Page extract:
========================================

Error encountered when fine-tuning
When using AutoProcessor.from_pretrained("meta-llama/Llama-3.2-11B-Vision")
to process batches for finetuning, an error occurred with the following message:
RuntimeError: The expanded size of the tensor (4128) must match the existing size (3096) at non-singleton dimension 3. Target sizes: [4, 16, 4128, 4128]. Tensor sizes: [4, 1, 3096, 3096]
The error traces show that the error comes from modeling_mllama.py
's forward
function:
attn_output = F.scaled_dot_product_attention(query, key, value, attn_mask=attention_mask)
Looks like there's something wrong with the attention mask, but it is obtained directly from the loaded processor.
Any idea what causes the error and how I can fix it?
Happy to provide more details, thanks!
Hi @yongleyuan excited to see what you are building with the models!

========================================

Material shown:
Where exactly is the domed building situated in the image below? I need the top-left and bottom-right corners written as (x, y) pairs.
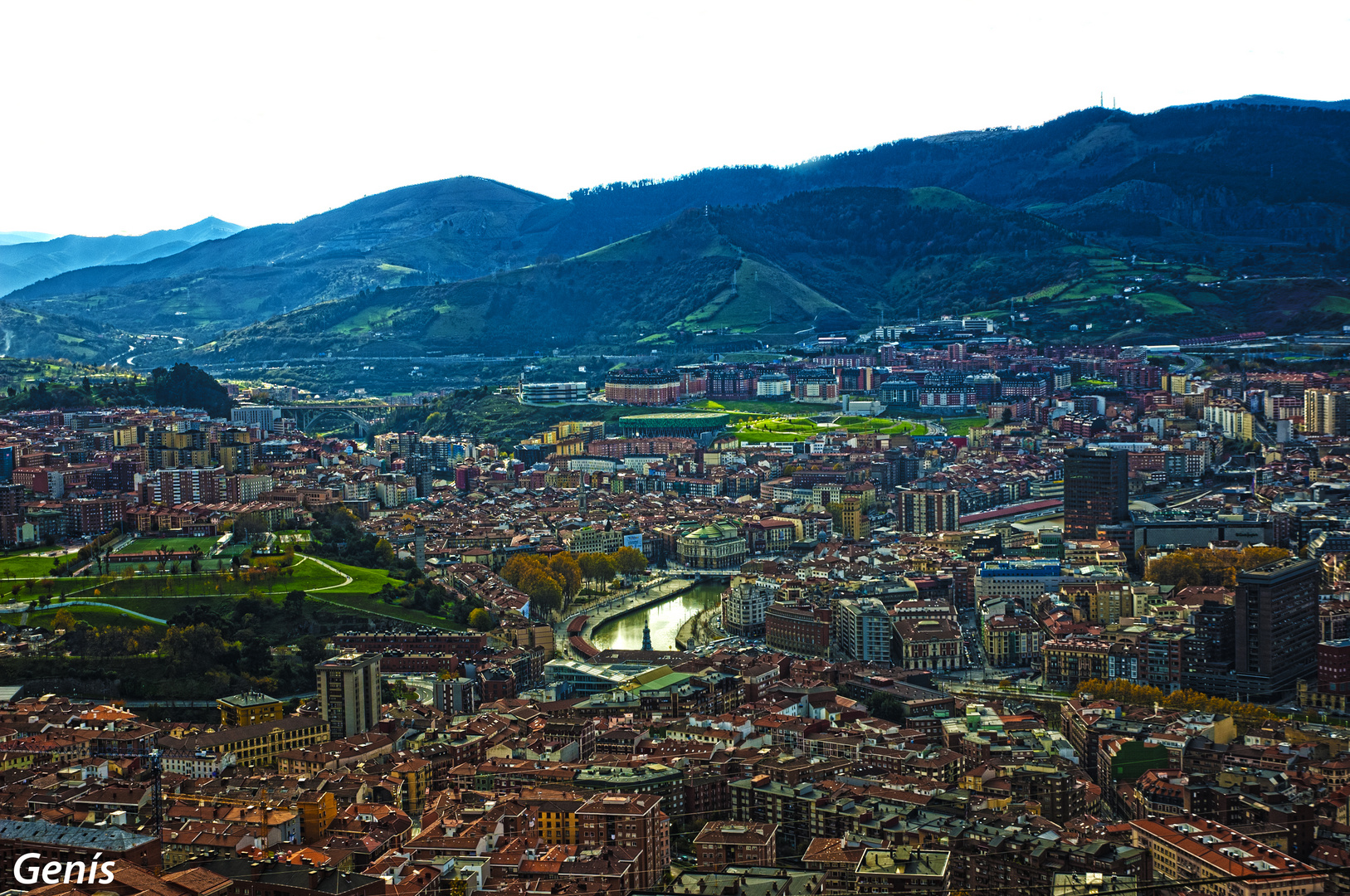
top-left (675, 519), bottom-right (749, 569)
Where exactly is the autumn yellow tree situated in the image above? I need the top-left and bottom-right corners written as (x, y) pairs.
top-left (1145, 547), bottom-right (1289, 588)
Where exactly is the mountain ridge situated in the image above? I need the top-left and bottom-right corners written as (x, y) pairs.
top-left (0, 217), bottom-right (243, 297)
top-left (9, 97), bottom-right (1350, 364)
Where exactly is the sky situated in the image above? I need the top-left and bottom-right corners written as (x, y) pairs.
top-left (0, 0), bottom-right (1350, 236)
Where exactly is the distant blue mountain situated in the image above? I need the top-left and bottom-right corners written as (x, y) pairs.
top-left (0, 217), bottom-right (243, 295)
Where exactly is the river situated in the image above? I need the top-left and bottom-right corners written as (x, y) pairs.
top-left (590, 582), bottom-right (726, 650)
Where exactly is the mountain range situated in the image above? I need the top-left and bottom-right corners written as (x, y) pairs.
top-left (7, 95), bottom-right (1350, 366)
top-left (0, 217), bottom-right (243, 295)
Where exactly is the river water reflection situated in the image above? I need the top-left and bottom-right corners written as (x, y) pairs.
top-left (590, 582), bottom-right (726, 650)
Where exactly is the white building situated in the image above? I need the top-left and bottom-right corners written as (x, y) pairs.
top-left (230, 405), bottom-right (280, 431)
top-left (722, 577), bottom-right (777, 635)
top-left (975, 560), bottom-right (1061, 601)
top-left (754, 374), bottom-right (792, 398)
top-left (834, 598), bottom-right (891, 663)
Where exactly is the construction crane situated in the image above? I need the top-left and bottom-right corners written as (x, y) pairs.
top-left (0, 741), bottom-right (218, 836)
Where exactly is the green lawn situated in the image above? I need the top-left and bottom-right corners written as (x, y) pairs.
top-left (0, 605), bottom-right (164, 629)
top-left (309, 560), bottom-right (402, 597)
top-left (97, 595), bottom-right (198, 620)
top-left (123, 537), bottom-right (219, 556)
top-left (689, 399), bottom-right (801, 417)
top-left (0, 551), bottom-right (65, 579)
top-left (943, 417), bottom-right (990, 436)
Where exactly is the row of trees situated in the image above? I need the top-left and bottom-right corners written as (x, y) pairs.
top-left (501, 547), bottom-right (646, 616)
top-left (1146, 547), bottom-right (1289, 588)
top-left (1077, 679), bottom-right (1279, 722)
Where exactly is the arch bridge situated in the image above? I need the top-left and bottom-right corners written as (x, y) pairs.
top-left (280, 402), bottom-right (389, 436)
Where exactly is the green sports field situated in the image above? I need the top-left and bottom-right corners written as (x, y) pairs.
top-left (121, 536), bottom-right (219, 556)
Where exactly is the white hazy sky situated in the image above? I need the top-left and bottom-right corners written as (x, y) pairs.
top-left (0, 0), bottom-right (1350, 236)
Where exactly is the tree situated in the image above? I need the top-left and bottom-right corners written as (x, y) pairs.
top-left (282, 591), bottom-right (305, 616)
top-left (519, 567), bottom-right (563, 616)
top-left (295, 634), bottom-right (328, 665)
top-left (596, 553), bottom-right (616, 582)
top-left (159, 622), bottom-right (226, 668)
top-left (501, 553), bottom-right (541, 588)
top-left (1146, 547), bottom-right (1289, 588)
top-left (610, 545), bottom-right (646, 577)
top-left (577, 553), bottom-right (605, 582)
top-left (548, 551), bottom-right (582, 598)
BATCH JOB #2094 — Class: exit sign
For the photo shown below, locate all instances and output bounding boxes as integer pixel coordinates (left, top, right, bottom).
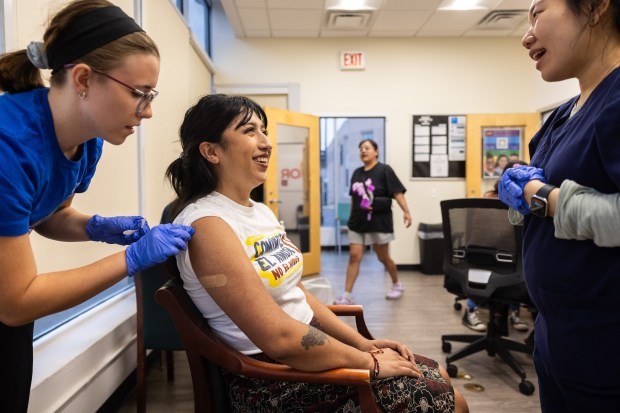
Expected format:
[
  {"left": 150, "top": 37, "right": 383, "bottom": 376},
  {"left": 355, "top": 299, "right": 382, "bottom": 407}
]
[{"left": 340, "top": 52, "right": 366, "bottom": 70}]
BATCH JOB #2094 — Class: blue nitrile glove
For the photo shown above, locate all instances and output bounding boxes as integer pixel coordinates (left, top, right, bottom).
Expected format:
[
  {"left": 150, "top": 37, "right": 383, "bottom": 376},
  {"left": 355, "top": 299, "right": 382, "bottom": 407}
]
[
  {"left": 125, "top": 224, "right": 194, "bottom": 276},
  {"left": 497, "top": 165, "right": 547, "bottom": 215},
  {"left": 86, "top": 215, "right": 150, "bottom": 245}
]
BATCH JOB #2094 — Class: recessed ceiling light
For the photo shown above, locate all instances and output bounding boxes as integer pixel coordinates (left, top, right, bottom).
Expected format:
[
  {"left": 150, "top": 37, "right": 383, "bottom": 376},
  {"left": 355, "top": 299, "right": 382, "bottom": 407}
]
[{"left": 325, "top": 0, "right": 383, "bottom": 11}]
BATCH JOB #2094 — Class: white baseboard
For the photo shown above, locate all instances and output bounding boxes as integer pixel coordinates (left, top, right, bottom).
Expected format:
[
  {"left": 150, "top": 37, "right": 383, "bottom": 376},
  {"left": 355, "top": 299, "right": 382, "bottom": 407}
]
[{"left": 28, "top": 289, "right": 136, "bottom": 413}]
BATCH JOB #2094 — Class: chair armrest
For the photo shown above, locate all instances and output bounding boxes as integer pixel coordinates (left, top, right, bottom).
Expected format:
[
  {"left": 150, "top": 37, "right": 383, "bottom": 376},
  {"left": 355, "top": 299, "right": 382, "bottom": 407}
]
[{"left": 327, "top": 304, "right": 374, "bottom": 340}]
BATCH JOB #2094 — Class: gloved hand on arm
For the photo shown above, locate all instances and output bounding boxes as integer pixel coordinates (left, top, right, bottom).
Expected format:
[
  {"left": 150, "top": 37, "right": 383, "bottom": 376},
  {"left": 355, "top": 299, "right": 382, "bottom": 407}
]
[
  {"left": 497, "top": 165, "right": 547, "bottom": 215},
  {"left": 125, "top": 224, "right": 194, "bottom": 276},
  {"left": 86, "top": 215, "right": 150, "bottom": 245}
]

========================================

Stated goal 1:
In the fine-tuning error thread, which file do the error traces point to?
Stated goal 2:
Write the next part of the fine-tuning error thread, starting right after its last line.

Output 1:
modeling_mllama.py

Output 2:
Could you kindly use the MllamaProcessor
class please? Kindly see the model card for reference or here.
We also provide a fine-tuning implementation here for reference.
Hi! Has this problem been solved? I occur in the same error when I try to infer a fine-tuned llama3.2-vision-11b model.
Using MllamaProcessor
instead of AutoProcessor
did resolve this issue (thanks to
@Sanyam
's suggestion), but I also identified some other bugs in my code. I am not sure if AutoProcessor
is the direct cause of this issue.